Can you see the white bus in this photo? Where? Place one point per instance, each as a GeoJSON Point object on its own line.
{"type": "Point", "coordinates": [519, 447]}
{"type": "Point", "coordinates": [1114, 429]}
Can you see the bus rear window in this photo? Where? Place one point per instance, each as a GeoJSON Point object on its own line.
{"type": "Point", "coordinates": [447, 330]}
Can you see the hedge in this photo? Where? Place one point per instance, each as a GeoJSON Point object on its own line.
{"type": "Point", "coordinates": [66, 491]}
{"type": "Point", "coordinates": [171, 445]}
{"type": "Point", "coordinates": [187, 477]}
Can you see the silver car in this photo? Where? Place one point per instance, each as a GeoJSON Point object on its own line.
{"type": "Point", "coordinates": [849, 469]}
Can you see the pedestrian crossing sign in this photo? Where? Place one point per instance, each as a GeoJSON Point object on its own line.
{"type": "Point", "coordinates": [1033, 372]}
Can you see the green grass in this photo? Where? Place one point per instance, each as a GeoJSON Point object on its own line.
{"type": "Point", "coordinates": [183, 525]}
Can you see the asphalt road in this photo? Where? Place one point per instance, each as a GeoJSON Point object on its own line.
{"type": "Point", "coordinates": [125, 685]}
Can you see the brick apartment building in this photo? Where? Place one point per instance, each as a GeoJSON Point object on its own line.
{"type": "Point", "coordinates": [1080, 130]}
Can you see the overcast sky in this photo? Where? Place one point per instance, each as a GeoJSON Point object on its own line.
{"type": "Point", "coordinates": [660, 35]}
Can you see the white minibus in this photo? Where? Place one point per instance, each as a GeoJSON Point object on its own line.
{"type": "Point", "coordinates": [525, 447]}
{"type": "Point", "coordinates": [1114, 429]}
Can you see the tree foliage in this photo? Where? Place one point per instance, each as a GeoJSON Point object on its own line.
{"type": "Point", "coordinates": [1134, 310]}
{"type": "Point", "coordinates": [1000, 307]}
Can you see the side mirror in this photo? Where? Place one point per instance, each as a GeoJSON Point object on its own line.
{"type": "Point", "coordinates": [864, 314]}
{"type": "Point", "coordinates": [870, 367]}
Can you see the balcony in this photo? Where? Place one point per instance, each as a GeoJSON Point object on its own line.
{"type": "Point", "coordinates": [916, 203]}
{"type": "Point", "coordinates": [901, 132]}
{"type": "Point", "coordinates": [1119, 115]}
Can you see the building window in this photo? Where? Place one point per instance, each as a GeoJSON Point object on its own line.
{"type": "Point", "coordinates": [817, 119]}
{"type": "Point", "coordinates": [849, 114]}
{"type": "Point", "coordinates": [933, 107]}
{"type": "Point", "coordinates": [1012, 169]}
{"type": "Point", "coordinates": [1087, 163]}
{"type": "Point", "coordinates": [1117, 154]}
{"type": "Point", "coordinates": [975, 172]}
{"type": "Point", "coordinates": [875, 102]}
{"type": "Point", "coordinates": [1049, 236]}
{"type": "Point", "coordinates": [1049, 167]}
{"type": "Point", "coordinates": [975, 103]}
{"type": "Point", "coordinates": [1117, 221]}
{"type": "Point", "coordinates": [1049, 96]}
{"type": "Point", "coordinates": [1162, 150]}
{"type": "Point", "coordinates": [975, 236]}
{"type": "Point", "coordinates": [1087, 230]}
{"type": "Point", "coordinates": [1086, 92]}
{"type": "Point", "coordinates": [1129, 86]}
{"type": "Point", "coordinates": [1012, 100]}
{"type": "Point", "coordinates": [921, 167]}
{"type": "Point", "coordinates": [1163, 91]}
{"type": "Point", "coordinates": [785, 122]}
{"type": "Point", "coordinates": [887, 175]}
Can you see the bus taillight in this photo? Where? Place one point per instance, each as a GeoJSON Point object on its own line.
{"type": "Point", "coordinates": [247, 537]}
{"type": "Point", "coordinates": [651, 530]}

---

◆ Aim: Extract, character for character, the rows starting at the line that contains "Can you see the bus taillight" and continuing to the end of the rows, including both the first and the last line.

◆ Reply:
Can you see the bus taillight in this photo? Where? Place one point per instance, each as a GeoJSON Point object on its own line.
{"type": "Point", "coordinates": [247, 537]}
{"type": "Point", "coordinates": [651, 530]}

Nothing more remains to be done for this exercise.